### THE REQUEST
Count the lines below that contain the string "leaf" (matching is case-sensitive), and respond with the number only.

### PROVIDED MATERIAL
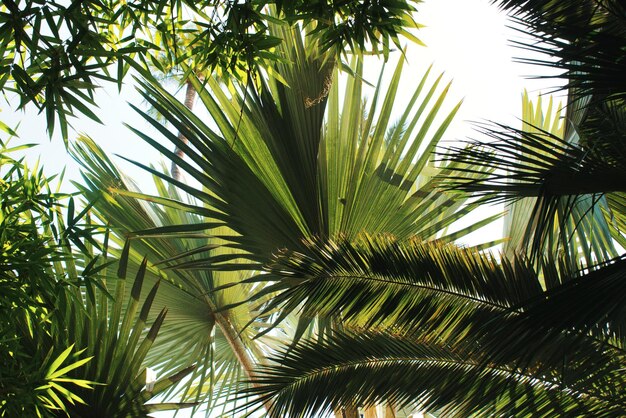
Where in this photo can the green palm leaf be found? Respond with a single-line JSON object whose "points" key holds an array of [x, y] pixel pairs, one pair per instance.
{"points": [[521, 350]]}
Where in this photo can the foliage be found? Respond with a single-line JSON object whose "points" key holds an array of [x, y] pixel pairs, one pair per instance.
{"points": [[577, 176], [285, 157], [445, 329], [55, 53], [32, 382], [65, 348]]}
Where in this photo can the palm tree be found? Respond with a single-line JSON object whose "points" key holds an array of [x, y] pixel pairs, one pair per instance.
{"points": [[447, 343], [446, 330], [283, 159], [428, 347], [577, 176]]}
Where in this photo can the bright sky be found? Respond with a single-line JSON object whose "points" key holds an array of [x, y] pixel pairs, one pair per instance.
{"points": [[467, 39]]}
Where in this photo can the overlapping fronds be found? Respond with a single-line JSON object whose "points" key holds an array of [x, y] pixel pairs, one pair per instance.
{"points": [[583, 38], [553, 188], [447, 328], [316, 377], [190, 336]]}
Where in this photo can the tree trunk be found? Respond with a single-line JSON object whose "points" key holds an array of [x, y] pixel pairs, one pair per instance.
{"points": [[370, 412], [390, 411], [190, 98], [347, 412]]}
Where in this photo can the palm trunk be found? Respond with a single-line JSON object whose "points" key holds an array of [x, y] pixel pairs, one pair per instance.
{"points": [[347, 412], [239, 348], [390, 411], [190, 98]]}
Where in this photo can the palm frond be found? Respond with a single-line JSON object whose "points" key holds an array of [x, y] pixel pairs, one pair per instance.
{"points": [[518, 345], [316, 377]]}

==

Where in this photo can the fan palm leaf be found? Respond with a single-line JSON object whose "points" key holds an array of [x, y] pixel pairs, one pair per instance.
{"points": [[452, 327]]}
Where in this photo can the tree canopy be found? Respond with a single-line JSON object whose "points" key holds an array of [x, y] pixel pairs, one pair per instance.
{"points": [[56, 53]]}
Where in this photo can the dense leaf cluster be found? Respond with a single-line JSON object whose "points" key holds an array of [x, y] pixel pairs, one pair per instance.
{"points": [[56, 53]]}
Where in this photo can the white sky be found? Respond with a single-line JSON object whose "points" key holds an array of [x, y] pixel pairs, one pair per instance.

### RESULT OF THE EXERCISE
3